Records supplied>
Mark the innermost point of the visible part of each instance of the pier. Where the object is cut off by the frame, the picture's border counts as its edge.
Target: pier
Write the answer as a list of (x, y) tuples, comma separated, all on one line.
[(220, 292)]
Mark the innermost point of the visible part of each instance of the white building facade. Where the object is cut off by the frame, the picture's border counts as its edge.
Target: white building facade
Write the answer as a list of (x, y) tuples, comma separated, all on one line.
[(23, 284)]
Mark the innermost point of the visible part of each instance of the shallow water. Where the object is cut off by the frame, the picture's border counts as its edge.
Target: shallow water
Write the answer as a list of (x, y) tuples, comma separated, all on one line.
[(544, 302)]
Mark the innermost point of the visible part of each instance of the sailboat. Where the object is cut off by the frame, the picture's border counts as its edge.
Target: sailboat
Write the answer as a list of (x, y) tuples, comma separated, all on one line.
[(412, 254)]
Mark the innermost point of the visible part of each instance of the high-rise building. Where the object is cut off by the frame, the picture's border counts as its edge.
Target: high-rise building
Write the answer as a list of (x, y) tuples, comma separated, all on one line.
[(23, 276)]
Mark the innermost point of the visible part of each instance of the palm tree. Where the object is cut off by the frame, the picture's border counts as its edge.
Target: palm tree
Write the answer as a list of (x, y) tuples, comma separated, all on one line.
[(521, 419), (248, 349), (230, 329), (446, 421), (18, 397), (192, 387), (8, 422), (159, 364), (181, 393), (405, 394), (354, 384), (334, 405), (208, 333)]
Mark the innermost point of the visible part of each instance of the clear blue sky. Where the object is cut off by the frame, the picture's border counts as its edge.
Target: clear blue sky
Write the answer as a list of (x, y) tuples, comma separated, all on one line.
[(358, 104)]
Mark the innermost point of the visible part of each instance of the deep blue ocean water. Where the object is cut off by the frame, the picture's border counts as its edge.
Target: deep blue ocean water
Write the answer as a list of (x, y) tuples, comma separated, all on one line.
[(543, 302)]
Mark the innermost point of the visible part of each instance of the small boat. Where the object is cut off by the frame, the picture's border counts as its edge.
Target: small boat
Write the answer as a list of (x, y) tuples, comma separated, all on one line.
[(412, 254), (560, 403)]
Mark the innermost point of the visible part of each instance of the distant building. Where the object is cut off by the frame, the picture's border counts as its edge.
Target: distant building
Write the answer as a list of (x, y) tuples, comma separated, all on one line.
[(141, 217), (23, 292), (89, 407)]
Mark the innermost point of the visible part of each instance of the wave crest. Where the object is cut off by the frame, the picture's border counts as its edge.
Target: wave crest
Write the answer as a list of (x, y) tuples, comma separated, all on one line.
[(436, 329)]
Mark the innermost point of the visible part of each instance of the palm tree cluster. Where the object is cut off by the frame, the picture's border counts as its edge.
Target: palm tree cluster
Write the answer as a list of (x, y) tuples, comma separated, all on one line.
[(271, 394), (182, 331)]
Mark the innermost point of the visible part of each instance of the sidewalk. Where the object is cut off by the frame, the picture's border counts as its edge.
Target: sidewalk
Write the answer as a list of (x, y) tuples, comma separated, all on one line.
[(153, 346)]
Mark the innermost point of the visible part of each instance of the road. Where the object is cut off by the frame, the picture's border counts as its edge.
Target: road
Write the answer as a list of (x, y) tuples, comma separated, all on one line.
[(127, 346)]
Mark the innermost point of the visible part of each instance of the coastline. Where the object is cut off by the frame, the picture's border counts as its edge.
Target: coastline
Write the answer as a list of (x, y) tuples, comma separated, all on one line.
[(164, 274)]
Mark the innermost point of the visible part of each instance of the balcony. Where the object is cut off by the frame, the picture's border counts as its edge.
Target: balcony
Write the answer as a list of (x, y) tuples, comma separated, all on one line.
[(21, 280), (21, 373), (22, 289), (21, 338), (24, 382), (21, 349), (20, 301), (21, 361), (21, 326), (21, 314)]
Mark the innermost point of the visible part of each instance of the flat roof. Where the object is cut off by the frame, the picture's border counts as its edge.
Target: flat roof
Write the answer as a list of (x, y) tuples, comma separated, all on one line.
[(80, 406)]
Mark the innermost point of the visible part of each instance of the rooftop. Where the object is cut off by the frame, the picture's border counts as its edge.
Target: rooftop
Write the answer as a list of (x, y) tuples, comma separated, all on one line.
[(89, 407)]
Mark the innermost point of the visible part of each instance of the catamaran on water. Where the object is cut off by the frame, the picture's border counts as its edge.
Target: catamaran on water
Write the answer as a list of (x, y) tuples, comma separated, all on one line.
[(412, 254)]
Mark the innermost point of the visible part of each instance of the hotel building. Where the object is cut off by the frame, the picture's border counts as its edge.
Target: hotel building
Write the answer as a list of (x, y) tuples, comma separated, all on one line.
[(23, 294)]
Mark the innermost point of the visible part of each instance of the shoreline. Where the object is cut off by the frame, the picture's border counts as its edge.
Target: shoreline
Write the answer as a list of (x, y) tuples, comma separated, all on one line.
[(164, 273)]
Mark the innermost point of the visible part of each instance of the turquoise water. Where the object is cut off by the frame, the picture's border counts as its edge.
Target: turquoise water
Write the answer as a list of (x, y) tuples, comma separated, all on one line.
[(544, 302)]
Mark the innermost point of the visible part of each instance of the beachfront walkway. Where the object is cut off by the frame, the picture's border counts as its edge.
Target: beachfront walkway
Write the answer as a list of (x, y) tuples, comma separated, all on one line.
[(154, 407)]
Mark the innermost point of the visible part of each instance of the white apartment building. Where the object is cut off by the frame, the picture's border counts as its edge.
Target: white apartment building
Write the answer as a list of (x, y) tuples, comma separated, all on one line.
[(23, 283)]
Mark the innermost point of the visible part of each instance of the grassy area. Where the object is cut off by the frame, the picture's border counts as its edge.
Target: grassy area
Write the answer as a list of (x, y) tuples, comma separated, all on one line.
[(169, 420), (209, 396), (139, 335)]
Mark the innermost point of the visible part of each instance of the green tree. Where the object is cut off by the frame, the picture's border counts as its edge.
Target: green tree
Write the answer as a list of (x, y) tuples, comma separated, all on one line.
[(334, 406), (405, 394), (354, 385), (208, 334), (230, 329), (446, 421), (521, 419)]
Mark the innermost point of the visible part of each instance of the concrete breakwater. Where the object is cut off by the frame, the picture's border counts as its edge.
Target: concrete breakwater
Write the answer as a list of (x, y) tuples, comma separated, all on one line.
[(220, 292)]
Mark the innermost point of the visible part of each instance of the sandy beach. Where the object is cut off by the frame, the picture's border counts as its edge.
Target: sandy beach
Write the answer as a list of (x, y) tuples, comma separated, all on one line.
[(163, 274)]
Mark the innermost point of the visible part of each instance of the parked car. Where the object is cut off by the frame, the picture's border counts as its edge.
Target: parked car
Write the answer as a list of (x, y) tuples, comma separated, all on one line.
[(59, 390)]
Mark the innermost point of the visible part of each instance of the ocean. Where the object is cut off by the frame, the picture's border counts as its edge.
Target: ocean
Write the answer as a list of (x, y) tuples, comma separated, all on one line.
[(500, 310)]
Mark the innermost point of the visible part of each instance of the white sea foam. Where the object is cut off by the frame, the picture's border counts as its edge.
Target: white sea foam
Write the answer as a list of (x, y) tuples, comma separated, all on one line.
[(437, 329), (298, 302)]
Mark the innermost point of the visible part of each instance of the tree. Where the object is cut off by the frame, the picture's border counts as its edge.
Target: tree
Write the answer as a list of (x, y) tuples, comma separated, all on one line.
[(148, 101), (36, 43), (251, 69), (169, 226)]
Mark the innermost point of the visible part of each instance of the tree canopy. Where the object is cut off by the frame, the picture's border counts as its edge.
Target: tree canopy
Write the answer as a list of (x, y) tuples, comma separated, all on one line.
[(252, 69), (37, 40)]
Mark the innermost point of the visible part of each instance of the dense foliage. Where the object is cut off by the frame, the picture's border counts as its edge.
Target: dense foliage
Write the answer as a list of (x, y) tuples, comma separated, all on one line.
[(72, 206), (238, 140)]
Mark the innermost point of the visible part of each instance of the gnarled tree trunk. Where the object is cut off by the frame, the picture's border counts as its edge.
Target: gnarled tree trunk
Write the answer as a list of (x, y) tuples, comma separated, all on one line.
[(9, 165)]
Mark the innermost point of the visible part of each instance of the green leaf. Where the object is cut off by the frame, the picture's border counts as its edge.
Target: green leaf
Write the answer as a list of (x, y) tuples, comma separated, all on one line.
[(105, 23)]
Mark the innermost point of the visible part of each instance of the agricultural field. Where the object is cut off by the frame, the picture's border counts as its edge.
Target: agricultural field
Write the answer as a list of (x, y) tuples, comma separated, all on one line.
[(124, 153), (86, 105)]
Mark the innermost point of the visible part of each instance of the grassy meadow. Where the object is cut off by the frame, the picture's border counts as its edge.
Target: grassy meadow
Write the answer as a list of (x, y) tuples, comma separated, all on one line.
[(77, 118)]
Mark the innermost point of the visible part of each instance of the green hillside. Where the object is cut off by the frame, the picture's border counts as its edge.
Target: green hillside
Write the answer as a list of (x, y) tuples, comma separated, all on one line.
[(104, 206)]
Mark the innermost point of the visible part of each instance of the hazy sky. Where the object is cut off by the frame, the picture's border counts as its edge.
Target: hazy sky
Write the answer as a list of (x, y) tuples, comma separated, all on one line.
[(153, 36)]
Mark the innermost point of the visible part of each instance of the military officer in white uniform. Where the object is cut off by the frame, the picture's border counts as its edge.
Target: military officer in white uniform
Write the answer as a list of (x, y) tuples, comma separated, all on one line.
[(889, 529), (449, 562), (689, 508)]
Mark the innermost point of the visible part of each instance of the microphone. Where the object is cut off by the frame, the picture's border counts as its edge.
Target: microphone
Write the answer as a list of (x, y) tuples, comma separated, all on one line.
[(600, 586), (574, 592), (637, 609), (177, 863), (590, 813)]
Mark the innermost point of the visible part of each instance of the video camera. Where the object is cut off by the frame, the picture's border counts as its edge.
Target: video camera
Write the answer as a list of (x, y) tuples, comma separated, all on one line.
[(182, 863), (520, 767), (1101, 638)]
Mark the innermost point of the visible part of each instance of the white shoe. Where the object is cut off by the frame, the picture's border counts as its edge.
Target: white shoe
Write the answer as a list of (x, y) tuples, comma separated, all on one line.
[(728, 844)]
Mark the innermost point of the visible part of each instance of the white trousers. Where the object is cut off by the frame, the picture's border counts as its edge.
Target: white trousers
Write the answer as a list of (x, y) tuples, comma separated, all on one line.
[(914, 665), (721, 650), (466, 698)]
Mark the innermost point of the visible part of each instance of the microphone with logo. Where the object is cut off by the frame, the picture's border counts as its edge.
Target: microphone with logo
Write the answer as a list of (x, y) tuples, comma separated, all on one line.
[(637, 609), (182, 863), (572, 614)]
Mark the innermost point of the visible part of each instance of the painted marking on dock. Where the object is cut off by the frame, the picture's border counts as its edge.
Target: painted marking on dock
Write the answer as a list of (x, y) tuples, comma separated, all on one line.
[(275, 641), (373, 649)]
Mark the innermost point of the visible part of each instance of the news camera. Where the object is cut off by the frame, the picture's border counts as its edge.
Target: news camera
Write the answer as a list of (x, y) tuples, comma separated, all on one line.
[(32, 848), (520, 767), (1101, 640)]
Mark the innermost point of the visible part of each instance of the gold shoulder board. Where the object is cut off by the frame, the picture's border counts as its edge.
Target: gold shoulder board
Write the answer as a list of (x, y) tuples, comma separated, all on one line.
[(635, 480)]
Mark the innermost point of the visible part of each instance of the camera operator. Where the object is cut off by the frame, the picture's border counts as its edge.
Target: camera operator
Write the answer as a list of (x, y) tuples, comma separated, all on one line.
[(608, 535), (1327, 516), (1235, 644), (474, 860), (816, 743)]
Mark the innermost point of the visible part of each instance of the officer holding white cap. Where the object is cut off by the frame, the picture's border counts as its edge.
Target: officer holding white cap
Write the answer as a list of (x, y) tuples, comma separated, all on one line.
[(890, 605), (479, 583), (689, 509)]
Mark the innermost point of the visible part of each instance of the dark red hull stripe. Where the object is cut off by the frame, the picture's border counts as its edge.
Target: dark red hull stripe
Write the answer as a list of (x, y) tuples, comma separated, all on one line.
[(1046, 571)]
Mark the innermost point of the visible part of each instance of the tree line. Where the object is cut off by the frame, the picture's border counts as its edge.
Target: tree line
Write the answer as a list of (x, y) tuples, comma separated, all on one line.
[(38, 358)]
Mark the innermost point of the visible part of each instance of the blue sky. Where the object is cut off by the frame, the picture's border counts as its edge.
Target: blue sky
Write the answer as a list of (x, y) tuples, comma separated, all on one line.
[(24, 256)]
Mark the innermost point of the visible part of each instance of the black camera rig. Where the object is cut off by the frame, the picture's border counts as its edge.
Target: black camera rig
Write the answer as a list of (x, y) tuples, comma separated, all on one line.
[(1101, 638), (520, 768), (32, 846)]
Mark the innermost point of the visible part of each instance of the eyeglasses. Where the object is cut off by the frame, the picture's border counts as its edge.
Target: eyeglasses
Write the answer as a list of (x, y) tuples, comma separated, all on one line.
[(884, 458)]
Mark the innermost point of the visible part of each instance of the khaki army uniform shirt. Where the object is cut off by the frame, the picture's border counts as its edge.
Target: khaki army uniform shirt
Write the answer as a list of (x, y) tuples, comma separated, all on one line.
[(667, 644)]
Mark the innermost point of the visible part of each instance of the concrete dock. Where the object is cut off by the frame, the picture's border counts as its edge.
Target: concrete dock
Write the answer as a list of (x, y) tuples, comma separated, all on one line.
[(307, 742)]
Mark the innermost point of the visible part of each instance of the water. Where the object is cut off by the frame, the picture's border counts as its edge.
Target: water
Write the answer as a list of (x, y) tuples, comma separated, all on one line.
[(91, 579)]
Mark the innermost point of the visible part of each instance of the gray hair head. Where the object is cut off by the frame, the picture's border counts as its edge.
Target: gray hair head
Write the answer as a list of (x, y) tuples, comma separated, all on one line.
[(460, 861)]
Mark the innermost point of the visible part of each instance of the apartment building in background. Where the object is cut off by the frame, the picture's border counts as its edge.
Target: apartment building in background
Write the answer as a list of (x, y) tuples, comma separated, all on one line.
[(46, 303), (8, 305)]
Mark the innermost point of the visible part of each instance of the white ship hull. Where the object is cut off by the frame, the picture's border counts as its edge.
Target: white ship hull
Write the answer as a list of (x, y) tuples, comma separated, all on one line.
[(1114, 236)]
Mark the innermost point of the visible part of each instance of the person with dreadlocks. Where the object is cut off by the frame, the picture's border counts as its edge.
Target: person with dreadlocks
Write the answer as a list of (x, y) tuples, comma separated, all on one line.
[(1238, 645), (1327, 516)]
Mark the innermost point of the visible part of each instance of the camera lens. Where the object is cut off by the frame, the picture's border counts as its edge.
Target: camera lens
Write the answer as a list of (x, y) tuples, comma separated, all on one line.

Problem> What lines in the data above carry "rise"? Return them all.

Solution>
Mark the innermost point of the visible part of each instance of the high-rise building. Where the object is cut off by the frame, the picture's border counts as its edge.
Target: high-rise building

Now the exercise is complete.